● **DESCRIPTION OF THE TASK**
Your task is to restate word for word the line containing "[point] every instance of the metal rack" and each line that follows it in the listing, and only those.

═════ AVAILABLE RECORDS

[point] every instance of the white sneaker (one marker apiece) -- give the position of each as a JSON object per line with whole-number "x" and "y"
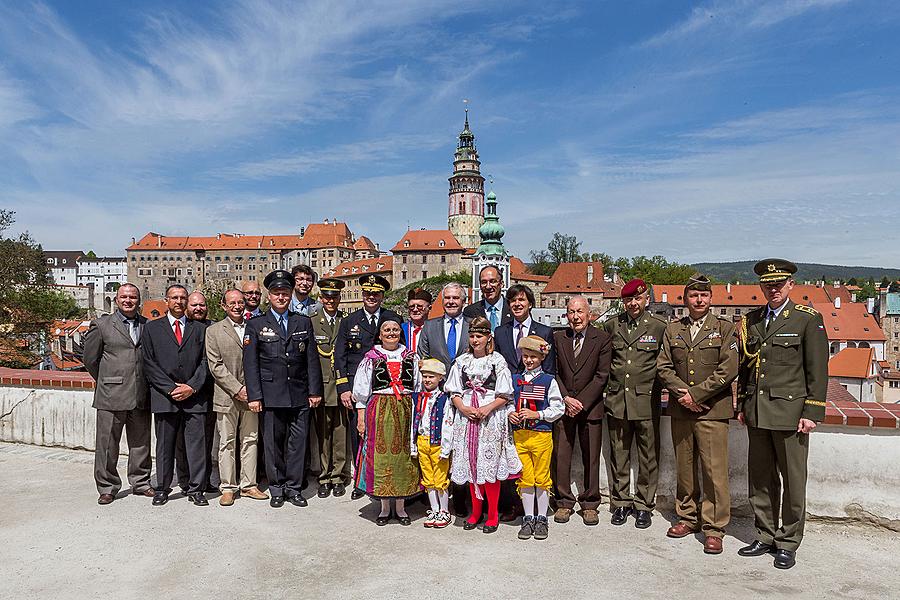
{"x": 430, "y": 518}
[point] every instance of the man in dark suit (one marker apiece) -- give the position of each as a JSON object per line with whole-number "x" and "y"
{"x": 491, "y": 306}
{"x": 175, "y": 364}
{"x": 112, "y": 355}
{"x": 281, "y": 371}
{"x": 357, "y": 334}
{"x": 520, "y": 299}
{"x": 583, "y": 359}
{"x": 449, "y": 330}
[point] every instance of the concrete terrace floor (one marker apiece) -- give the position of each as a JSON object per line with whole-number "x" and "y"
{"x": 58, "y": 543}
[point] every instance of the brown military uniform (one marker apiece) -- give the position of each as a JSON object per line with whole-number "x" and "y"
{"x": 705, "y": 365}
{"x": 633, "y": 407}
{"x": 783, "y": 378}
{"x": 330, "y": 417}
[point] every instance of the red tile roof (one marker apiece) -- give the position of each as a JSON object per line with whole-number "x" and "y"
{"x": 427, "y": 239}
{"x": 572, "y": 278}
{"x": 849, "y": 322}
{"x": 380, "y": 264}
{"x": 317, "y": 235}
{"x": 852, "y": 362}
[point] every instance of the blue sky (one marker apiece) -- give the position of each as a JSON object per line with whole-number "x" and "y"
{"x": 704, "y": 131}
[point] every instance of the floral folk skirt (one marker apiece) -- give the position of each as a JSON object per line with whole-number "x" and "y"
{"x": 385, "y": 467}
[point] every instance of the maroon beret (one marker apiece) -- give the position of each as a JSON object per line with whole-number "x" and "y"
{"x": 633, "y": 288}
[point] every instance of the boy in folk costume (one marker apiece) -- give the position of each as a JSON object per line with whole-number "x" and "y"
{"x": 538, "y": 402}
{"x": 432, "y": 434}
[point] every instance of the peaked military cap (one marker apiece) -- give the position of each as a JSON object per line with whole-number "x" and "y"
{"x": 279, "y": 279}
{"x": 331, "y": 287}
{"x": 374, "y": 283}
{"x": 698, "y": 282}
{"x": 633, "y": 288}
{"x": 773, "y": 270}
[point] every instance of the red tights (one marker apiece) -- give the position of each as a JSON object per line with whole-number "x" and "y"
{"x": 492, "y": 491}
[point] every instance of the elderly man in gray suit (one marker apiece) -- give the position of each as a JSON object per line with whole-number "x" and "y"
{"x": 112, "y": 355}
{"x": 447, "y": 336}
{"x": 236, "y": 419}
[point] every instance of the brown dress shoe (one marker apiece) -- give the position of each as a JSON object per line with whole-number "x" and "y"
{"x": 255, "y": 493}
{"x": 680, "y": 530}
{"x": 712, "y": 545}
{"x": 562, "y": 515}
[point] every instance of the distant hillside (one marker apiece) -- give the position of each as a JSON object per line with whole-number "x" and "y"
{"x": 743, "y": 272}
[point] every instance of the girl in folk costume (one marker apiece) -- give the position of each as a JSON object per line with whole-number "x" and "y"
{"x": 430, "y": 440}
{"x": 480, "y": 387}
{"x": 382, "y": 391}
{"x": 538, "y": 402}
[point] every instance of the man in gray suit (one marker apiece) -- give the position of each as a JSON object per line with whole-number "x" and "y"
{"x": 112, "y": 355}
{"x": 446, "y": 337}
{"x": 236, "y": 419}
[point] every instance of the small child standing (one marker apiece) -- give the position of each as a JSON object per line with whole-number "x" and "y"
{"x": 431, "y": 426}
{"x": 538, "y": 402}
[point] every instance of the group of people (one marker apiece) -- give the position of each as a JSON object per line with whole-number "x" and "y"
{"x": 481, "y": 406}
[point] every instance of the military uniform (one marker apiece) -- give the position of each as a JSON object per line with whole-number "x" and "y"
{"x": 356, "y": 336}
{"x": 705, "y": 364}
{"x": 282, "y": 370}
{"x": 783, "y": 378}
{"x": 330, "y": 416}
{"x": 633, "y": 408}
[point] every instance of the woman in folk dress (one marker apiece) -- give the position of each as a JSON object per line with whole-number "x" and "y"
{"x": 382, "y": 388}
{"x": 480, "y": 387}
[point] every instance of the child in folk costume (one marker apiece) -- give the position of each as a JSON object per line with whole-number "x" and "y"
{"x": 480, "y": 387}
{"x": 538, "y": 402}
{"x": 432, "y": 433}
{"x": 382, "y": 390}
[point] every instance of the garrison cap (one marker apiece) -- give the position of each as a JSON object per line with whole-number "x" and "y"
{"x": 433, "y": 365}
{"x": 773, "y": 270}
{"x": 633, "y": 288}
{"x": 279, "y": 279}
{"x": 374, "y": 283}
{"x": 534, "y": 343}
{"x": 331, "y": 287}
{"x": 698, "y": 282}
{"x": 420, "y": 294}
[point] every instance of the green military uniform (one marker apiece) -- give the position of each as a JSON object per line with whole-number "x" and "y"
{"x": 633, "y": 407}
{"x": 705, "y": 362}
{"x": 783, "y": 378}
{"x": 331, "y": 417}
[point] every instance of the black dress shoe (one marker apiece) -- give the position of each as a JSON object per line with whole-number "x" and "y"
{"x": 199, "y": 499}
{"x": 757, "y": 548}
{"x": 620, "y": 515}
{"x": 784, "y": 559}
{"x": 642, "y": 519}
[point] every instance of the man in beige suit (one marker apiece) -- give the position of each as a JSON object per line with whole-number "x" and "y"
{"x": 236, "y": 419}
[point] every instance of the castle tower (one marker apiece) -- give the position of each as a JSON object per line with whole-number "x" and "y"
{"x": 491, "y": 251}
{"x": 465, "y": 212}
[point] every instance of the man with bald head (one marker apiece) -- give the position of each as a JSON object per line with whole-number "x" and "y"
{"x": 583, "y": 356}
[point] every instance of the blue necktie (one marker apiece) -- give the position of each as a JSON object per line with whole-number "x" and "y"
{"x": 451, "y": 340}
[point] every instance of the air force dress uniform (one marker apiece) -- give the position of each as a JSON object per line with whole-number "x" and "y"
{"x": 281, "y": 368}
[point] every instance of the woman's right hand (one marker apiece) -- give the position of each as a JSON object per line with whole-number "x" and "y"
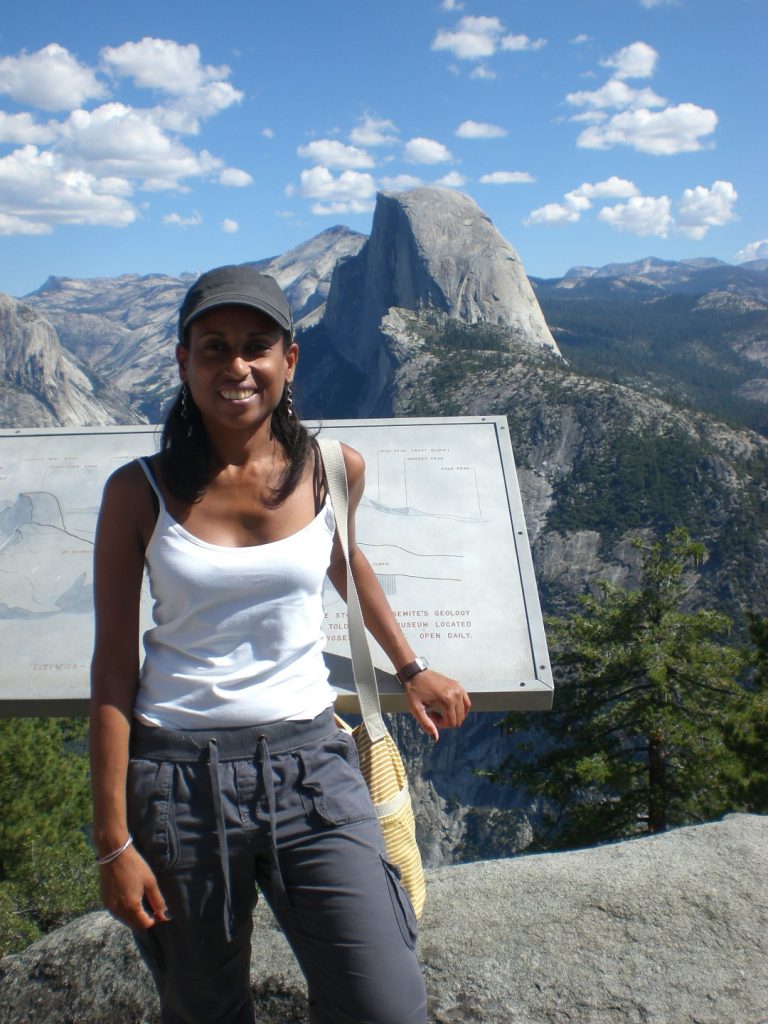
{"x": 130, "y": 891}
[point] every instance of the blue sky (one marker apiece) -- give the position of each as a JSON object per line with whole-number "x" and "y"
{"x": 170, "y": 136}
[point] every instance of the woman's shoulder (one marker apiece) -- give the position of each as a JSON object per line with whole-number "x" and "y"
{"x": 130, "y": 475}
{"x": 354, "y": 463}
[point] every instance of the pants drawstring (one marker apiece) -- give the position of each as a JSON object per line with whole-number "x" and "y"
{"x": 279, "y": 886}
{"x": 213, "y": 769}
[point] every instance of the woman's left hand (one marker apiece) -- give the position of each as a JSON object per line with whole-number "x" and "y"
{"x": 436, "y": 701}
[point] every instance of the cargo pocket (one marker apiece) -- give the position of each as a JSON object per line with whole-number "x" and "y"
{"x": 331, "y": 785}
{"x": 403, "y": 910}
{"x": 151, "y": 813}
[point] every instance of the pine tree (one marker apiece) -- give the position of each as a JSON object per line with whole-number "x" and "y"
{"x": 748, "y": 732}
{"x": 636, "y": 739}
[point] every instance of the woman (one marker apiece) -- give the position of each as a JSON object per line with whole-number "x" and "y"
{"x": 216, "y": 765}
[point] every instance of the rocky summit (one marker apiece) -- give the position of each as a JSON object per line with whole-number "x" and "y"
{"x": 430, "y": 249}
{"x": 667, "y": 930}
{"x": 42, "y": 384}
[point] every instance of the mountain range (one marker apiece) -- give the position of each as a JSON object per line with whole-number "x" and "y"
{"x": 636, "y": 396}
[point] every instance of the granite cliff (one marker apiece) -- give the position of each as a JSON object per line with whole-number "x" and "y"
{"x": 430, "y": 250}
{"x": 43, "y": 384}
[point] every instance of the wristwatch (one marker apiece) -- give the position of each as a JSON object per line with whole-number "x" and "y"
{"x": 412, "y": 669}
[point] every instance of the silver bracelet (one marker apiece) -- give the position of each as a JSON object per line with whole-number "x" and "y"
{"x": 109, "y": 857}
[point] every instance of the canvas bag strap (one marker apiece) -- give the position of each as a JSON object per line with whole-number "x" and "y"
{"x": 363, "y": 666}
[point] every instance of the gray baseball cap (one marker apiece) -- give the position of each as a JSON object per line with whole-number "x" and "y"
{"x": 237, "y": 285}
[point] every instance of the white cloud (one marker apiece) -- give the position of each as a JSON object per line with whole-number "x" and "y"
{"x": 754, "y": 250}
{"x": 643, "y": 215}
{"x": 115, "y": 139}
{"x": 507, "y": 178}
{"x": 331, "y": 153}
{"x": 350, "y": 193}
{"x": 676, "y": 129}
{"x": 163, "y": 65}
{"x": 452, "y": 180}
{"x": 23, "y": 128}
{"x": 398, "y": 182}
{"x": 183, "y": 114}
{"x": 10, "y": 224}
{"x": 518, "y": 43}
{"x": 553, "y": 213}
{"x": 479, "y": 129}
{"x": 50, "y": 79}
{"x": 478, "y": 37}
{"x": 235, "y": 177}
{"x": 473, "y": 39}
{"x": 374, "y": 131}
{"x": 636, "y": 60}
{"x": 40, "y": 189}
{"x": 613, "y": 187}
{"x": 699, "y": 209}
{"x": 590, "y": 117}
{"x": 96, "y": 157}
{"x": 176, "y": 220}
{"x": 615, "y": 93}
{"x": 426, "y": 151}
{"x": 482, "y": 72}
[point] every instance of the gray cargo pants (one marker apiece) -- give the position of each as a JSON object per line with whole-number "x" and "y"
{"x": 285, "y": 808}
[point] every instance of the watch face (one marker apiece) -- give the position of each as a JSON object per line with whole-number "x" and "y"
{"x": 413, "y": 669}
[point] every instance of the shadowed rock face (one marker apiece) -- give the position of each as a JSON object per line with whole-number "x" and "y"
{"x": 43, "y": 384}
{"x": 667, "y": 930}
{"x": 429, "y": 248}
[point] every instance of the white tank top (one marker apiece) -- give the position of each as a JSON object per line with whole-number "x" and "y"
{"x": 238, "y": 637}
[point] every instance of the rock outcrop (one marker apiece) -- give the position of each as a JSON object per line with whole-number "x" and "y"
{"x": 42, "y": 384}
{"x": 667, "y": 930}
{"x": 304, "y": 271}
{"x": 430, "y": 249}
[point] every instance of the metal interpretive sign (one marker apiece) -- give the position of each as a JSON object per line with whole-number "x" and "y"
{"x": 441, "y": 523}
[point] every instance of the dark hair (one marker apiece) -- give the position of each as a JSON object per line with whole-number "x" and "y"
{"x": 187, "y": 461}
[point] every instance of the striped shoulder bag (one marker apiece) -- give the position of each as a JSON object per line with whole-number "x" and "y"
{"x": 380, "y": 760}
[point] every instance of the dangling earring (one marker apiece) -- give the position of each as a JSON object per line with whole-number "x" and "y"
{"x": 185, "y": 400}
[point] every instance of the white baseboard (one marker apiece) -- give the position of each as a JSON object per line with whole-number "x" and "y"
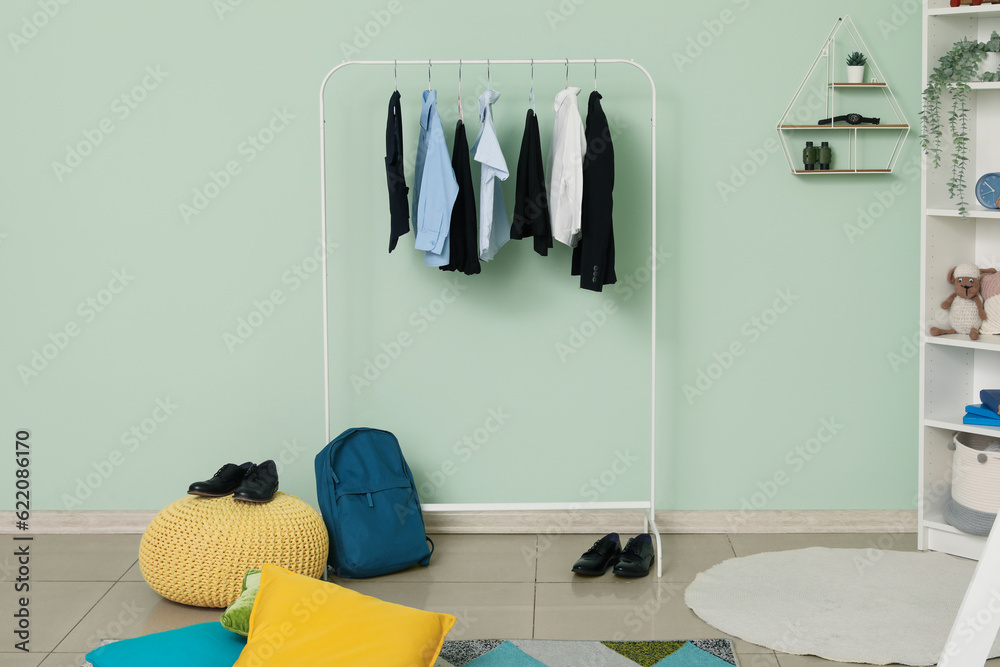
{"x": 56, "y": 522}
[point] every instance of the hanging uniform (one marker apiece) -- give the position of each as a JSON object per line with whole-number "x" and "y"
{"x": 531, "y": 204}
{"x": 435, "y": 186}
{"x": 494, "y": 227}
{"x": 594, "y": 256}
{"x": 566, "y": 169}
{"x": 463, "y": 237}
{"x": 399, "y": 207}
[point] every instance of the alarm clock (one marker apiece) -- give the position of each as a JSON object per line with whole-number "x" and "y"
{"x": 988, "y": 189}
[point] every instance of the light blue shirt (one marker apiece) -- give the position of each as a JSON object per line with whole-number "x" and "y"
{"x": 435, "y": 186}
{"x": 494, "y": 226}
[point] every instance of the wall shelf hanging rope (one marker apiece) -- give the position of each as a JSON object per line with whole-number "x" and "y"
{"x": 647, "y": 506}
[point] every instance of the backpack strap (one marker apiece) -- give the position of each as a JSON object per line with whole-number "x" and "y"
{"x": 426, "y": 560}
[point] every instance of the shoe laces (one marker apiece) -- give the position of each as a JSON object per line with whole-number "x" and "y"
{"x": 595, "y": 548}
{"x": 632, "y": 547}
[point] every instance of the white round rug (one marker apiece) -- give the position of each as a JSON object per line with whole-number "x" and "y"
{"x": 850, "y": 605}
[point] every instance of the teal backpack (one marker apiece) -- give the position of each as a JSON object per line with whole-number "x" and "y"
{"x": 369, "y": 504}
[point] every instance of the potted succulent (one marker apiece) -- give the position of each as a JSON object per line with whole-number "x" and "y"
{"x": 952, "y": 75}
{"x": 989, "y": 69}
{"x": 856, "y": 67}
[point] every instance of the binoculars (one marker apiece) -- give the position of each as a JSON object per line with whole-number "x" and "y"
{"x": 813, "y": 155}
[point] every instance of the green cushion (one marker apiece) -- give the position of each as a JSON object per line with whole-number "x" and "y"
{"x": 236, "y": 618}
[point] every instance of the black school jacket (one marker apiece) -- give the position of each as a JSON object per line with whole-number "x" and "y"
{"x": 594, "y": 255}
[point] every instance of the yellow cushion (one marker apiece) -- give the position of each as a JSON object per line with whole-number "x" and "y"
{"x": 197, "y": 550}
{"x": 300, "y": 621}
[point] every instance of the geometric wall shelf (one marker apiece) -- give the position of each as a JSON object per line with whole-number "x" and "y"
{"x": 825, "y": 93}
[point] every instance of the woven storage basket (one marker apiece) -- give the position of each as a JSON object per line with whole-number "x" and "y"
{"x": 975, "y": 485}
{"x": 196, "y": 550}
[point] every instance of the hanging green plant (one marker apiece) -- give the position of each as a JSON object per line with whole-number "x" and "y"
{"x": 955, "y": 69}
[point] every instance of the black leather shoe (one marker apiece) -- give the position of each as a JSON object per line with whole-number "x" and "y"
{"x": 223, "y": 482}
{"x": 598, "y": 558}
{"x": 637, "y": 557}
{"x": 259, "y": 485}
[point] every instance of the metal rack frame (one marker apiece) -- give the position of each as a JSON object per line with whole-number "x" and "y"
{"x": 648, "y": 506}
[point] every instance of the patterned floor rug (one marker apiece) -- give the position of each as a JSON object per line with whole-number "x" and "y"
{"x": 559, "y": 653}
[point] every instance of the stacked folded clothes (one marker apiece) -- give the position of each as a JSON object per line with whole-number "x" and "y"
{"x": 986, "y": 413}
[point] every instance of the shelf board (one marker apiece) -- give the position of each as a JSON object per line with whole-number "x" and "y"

══════════

● **THE ANSWER**
[point] every instance of the metal rack frame (one marker apiece) -- give the position of each as a JSON object per line with whole-number "x" and "y"
{"x": 648, "y": 506}
[point] every instance of the patterned floor rug (one marker apiece) -- give the position of each as a JSON object per line with whole-number "x" and "y"
{"x": 559, "y": 653}
[point] every instance of the stacked folded clothes (one marker apiece) -- give the position of each as a JSON object per line with whole-number "x" and "y"
{"x": 986, "y": 413}
[point] every instance of the shelf board (one marker apiece) -- give the position of each as a JSON object per line with whole-number "x" and "y"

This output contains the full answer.